GIVEN RECORDS
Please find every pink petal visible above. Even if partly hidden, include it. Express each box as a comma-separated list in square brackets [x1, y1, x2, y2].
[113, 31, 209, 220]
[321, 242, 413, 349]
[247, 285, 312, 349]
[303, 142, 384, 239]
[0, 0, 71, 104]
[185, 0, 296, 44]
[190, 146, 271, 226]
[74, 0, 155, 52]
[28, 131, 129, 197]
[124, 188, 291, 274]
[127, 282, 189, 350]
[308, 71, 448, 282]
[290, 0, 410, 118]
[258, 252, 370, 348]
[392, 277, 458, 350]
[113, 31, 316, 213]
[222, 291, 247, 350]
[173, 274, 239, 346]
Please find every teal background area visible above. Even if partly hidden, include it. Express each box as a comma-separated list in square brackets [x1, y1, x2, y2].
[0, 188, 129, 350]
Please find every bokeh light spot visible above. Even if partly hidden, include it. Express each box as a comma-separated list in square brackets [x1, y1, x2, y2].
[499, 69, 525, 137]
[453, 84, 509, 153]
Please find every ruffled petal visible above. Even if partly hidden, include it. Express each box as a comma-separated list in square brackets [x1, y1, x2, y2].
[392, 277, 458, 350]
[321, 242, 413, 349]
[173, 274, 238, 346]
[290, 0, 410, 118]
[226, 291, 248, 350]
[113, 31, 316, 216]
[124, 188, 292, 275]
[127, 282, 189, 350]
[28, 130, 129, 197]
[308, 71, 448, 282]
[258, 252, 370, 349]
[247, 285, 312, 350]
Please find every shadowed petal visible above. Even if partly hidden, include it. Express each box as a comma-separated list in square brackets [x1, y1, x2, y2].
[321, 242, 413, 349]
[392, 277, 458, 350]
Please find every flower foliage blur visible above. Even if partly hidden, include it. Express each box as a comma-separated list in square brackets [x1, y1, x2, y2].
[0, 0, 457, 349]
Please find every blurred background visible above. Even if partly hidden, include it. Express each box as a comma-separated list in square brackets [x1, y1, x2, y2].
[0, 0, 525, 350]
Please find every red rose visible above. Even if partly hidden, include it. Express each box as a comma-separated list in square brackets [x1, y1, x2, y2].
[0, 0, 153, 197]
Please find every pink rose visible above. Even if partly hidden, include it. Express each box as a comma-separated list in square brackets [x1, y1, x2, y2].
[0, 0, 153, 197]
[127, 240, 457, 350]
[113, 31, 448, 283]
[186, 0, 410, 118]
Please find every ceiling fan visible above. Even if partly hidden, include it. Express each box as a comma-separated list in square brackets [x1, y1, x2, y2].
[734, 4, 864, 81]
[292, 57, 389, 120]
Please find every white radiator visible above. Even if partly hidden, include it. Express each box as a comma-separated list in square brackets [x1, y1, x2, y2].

AIM OF THE EXERCISE
Reproduce all of the material above, replacing every occurrence of "partly hidden" with "partially hidden" and changing nothing else.

ANSWER TO THE EXERCISE
Please find every pink petal visible above. Even if partially hidden, include it. Express each box as a comma-separated list in square brackets [x1, y1, x2, y2].
[113, 31, 209, 220]
[321, 242, 413, 349]
[247, 285, 312, 349]
[303, 142, 384, 239]
[0, 0, 71, 104]
[185, 0, 296, 44]
[190, 146, 271, 226]
[74, 0, 155, 52]
[28, 131, 129, 197]
[124, 188, 291, 274]
[127, 282, 189, 350]
[308, 71, 448, 282]
[290, 0, 410, 118]
[258, 252, 370, 348]
[392, 277, 458, 350]
[113, 31, 316, 213]
[222, 291, 247, 350]
[173, 274, 239, 346]
Please find every teal background area visible above. Even if partially hidden, include it. Express each box as a comma-separated list in square brackets [x1, y1, x2, y2].
[0, 188, 129, 350]
Please find every bokeh light spot visible above. Even if partially hidden, include it. Express each box as a comma-separated list in square brackets [x1, y1, x2, y2].
[499, 69, 525, 137]
[453, 84, 509, 153]
Please find every ruffled petal visible above. Even if partially hidden, include it. Express each box as a comma-separated list in square brackets [x1, y1, x2, y2].
[392, 277, 458, 350]
[321, 242, 413, 349]
[173, 274, 238, 346]
[290, 0, 410, 118]
[226, 291, 248, 350]
[113, 31, 316, 216]
[124, 188, 292, 275]
[127, 282, 189, 350]
[28, 130, 129, 197]
[308, 71, 448, 282]
[258, 252, 370, 349]
[247, 285, 312, 350]
Please find every shadowed petal visible above. Even if partially hidden, include it. Express each box as a comma-separated list in square brackets [x1, y1, x2, y2].
[321, 242, 413, 349]
[392, 277, 458, 350]
Please find every flower foliage blur visible above. Even if partially hidden, include it. Express each box as a comma-separated list in square brackets [x1, y1, x2, y2].
[0, 0, 457, 349]
Please find every blurred background visible above. Even if partially hidden, include it. Express each box as a comma-separated list in square brackets [x1, y1, x2, y2].
[0, 0, 525, 350]
Please find every red rose visible above. Even if partially hidden, include it. Express each box as a comma-separated list in square brackets [x1, y1, x2, y2].
[0, 0, 153, 197]
Please find every pink rose visible above. Even if partially hidden, include it. Express each box as a comma-separated list in square brackets [x1, y1, x2, y2].
[0, 0, 153, 197]
[127, 240, 457, 350]
[113, 31, 448, 283]
[186, 0, 410, 118]
Please find every ceiling fan visible above. Even if partially hidden, include it. Express each box as a comma-separated list in square brackets [x1, y1, x2, y2].
[734, 4, 864, 81]
[292, 57, 389, 120]
Please find every white radiator visible above. Even if partially hidden, include it. Express each box as a comma-separated list in square brackets [x1, y1, x2, y2].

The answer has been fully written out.